» EXERCISE DIRECTIONS
Beginning with the very first line, please reproduce the entries exactly through the line containing "[(586, 79), (383, 144), (397, 241), (584, 223)]".
-=-=-
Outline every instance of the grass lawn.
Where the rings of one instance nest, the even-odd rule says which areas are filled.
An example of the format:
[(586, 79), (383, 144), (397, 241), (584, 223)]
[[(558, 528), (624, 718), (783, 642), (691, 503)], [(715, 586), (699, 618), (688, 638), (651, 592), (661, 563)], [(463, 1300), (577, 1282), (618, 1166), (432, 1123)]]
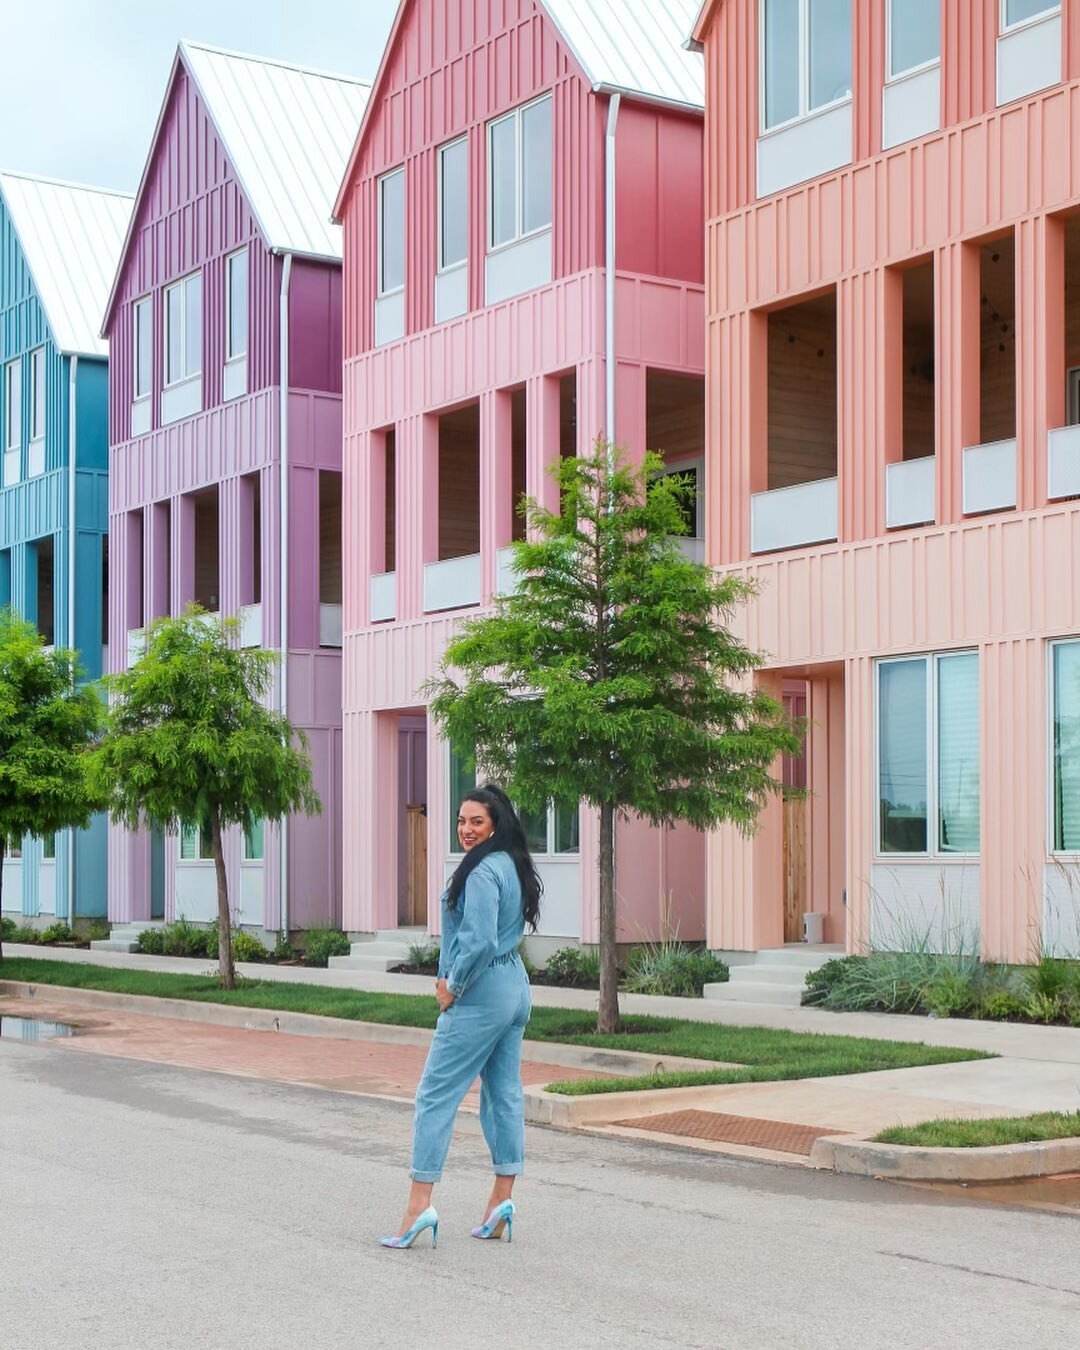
-=-=-
» EXPECTED ANSWER
Outline every instance of the grass lawn.
Where the rings of one instance nest, the even-odd rule says which areas are filled.
An example of the format:
[(586, 79), (383, 144), (397, 241), (584, 223)]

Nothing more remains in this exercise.